• **DOCUMENT TEXT**:
President Joe Biden on Saturday issued the document Armenian Americans have pursued for decades: a declaration that the Ottoman Empire’s slaughter of an estimated 1.5 million Armenian civilians was genocide.
It’s a deceptively simple action, carrying no force of law. Yet it’s a bold move for Biden, who has gone beyond what any American president has ever been willing to do. Until now, presidents have declined to formally apply the term “genocide” for fear of sparking a backlash from Turkey, which vigorously denies it. According to the Turkish account, World War I-era violence between Muslim Ottomans and Christian Armenians led to large casualties on both sides. According to most historians, however, the evidence is clear the Turks engaged in a years-long ethnic cleansing campaign that included forced death marches and mass starvation.
Biden’s declaration represents an important step toward fulfilling America’s commitment to human rights across the world. At home, it begins to close the open wound at the center of the Armenian American experience.
Every American of Armenian descent — indeed, every Armenian in the global diaspora — lives with the ghosts of the Armenian Genocide. We learn the harrowing family stories at an early age. We’re shown photographs that we can never forget. The soundtrack to our lives is Der Voghormia, the haunting liturgical hymn “Lord have mercy.”

• **RECORDS**:
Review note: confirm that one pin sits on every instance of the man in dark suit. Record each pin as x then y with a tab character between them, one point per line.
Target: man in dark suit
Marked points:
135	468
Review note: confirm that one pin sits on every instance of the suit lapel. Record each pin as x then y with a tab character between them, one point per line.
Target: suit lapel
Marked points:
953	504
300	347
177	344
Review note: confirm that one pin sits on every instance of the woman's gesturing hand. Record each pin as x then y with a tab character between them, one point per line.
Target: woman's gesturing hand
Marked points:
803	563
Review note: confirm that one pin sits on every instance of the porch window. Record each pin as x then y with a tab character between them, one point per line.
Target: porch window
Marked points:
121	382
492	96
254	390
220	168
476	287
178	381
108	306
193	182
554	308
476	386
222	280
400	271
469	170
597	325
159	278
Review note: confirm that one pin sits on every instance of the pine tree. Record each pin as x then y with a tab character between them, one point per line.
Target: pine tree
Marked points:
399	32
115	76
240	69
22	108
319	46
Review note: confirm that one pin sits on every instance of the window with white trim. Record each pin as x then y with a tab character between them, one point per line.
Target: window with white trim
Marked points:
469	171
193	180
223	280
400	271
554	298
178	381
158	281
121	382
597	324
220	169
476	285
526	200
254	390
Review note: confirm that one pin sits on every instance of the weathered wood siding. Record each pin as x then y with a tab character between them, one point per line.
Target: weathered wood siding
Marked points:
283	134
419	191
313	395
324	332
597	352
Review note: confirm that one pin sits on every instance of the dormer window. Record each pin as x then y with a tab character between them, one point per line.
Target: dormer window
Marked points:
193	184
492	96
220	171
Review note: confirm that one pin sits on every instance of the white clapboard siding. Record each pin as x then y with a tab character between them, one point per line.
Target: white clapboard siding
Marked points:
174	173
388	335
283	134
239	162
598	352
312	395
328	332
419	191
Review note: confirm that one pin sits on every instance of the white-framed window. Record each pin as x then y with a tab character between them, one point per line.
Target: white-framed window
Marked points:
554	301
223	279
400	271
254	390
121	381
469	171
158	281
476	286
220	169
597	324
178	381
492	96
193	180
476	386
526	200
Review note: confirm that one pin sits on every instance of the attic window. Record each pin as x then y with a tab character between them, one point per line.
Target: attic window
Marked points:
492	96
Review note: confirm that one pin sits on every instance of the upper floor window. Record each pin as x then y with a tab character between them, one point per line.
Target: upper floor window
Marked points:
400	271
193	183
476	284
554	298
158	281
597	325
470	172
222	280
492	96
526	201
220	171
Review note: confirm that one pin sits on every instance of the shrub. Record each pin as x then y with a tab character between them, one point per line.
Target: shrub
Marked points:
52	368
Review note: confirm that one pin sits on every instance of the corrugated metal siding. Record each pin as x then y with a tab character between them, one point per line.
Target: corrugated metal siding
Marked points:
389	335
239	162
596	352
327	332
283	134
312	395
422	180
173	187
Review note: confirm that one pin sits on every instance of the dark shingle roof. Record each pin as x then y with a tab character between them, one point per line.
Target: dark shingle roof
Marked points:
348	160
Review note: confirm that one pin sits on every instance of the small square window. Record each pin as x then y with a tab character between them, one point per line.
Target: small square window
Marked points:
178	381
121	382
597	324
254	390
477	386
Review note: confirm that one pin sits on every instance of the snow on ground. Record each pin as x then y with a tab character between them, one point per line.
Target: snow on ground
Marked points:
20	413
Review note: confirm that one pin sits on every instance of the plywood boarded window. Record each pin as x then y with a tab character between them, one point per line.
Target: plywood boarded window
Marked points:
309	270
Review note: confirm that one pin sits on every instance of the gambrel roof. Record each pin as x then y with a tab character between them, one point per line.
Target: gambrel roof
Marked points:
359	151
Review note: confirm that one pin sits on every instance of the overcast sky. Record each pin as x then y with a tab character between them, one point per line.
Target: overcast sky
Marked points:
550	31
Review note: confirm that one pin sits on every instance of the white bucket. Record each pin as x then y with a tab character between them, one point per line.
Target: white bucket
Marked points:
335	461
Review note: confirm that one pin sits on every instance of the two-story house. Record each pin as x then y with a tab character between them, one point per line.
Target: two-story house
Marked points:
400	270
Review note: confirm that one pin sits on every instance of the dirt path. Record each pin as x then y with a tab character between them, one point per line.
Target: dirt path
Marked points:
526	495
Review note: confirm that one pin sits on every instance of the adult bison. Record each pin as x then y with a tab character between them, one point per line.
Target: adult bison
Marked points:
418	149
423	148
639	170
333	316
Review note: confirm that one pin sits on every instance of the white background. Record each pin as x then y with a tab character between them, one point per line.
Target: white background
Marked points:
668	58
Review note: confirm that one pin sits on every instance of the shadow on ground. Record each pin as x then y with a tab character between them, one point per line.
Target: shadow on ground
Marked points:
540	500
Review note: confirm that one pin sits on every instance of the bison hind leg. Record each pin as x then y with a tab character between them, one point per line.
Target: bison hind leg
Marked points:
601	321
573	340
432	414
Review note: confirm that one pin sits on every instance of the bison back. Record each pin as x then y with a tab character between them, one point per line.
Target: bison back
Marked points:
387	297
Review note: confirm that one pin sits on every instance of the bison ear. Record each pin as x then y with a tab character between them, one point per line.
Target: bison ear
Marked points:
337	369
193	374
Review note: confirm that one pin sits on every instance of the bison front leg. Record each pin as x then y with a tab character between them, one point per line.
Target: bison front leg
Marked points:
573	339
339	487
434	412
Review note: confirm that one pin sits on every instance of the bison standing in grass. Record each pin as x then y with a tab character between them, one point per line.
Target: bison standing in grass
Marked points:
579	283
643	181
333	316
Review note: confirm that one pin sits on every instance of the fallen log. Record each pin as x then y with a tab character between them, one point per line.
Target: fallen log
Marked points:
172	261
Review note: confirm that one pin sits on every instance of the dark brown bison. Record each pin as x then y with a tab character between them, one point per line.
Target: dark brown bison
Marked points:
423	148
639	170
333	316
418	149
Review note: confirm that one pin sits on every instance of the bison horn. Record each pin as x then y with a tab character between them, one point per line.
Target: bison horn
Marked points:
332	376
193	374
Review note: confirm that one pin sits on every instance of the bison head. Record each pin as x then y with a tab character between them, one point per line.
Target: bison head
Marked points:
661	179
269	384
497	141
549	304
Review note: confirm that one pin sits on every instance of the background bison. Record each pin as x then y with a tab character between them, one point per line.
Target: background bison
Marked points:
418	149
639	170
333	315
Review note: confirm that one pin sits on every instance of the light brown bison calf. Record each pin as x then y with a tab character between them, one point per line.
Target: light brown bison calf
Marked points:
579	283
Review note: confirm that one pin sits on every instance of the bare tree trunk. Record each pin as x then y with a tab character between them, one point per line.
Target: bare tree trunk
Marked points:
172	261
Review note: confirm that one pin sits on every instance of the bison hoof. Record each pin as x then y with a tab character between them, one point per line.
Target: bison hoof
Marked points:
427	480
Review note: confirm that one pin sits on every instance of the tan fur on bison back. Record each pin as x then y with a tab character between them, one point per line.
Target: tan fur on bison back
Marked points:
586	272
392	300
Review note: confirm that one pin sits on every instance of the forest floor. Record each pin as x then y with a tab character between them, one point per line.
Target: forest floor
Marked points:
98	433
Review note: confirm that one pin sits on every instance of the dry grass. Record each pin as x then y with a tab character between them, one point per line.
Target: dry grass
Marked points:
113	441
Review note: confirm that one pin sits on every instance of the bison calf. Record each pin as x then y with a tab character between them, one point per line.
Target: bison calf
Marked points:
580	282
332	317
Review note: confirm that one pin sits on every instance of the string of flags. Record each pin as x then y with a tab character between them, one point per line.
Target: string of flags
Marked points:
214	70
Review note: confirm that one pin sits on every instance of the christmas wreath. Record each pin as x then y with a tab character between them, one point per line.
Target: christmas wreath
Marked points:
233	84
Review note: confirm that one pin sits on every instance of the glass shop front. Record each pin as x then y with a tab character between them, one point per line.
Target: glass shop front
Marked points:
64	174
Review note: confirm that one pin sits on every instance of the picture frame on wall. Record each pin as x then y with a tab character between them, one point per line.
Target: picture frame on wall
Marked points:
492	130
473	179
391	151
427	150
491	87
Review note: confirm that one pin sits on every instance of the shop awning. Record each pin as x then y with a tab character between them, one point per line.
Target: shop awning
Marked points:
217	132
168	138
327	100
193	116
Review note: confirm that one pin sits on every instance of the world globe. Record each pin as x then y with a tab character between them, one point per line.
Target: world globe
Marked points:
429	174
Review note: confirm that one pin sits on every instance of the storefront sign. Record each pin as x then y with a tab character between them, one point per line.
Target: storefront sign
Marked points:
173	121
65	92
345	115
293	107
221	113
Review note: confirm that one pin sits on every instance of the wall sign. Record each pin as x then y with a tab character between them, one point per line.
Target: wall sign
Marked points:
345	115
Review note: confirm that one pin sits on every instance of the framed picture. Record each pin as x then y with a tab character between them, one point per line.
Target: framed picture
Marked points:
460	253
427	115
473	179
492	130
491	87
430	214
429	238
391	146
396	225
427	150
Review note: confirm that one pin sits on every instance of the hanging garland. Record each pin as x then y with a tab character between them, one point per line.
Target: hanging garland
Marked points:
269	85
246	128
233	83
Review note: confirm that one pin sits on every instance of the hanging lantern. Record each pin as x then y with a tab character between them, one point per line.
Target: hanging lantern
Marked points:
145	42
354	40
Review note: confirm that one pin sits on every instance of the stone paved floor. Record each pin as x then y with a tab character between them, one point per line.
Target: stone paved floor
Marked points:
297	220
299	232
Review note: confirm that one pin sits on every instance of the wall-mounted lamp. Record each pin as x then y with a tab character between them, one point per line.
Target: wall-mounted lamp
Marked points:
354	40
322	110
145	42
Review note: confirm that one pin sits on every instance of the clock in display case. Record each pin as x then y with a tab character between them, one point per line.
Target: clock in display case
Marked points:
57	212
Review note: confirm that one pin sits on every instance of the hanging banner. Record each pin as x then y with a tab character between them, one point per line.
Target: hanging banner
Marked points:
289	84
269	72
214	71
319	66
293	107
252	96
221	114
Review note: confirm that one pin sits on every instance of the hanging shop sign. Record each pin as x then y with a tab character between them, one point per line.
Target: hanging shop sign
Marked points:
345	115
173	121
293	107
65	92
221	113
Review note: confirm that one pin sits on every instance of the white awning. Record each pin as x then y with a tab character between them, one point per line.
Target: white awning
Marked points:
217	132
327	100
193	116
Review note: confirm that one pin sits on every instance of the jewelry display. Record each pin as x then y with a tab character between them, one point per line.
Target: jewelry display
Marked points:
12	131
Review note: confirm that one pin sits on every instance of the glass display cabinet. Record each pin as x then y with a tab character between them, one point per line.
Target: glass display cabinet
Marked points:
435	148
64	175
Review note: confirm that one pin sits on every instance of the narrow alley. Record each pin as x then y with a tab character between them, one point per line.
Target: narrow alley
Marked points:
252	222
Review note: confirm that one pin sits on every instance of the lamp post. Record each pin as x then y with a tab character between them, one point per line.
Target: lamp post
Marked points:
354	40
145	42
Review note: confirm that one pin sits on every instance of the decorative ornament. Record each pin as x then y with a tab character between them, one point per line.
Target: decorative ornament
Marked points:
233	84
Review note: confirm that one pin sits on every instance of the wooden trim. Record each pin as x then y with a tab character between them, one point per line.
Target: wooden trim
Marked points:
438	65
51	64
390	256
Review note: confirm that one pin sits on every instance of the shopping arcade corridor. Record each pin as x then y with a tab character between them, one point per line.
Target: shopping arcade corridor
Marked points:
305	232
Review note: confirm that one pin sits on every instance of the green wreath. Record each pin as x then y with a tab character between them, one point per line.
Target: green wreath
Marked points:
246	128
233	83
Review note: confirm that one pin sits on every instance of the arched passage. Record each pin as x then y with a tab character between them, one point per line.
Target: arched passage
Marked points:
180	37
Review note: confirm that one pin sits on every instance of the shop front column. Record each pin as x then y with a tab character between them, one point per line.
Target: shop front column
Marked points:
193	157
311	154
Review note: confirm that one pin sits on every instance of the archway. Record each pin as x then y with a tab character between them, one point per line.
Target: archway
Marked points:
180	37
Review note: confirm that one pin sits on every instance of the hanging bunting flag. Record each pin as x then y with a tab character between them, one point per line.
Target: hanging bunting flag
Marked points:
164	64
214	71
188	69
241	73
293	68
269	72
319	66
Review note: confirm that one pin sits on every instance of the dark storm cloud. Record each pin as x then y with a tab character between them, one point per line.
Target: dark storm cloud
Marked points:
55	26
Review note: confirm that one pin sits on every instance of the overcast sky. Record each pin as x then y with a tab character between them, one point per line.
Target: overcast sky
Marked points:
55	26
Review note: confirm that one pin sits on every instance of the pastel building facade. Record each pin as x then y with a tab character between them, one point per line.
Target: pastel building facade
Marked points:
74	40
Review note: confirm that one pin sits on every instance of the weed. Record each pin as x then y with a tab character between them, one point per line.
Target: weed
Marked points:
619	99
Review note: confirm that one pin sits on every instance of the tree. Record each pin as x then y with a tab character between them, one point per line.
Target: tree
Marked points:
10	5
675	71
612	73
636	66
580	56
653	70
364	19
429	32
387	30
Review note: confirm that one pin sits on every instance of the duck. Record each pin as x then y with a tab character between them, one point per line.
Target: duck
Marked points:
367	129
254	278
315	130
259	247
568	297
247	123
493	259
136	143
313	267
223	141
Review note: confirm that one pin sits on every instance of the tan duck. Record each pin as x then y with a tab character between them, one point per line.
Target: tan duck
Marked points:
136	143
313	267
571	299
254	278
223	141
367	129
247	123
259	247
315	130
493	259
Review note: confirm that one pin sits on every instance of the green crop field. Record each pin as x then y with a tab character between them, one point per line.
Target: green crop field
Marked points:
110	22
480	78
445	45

• **WORK TO DO**:
In the article on Biden's genocide declaration, how many Armenian civilians does it say the Ottoman Empire killed?

• **ANSWER TO THE PROBLEM**:
An estimated 1.5 million.